So, I'm walking through Liverpool Street, fighting my way up a staircase which everybody else IN THE WORLD has decided to descend. My third year project bounced to the forefront of my mind; I was a spanner in the works, a cog with a broken tooth, an obstacle in the way of an elaborate piece of choreography.
Bear with me, for I am about to embark on a wild flight of fancy that is unlikely to make any sense.
This new way of looking at things has inspired me. If I could do my DT project again it would be so much more impressive. An army of puppets on conveyor belts, swerving round corners, up escalators, down stairs. It would have lights flashing from red to green, and tiny cars slowing down and speeding up. Little wooden people being shoved on to little wooden trains, and shoved back out five minutes down the line, to rejoin the intricate ballet that is London's rush hour, where somehow nobody ever touches anyone else and everyone gets to where they are going. The clicking of the gears could be replaced by a soundtrack of tutting, newspapers rustling and horns hooting. It would take place amid matchbox houses, shoebox skyscrapers and a tin foil river that reflects the twinkly lights I'd use for stars. Oh, I'd get top marks for that. I'd be the apple of my DT teacher's eye, rather than the oddball afraid to use the big scary sandpaper machine.

Data excerpt -
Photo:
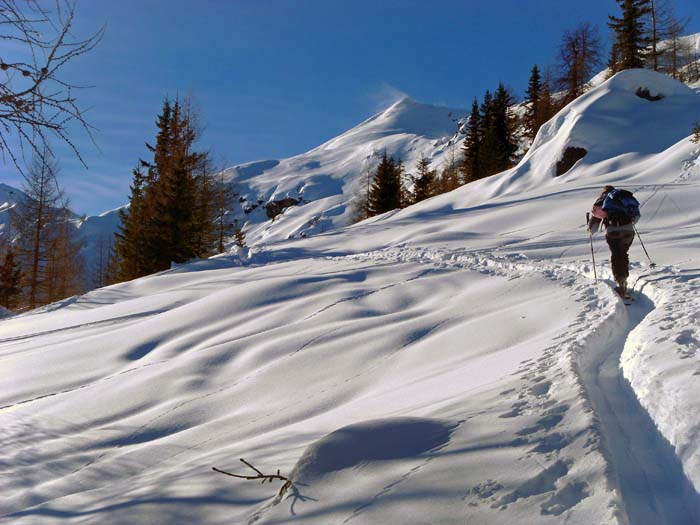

Work instructions -
**1.** Can you condense the paragraph of the Liverpool Street piece beginning "This new way of looking at things" into a shorter version that keeps its main facts?
**2.** Which items does the Liverpool Street piece name as making up the scenery of the imagined model? List every one.
**3.** Could you carry on the Liverpool Street piece from its final sentence?

Answers for the tasks -
**1.** Inspired by this new outlook, the narrator imagines redoing the DT project far more impressively: an army of puppets on conveyor belts moving round corners, up escalators and down stairs, with lights changing from red to green and tiny cars slowing and speeding up. Little wooden people would be pushed onto little wooden trains and off again five minutes down the line, rejoining the intricate ballet of London's rush hour, where nobody touches anyone and everyone arrives. The gears' clicking would give way to tutting, rustling newspapers and hooting horns, all set among matchbox houses, shoebox skyscrapers and a tin foil river reflecting twinkly lights used as stars. The narrator would get top marks and be the DT teacher's favorite, not the oddball afraid of the big scary sandpaper machine.

**2.**
- Matchbox houses
- Shoebox skyscrapers
- A tin foil river
- Twinkly lights used for stars

**3.**
And come to think of it, my commute actually could run on cogs and ratchets. That's how little thought I put into it. I am like a little wooden puppet, pushed and pulled from point A to point B, at set times of the day like I'm part of a giant cuckoo clock. Not that I mind. Now that I'm imagining everyone else as part of the same huge mechanism, I'm quite looking forward to tomorrow.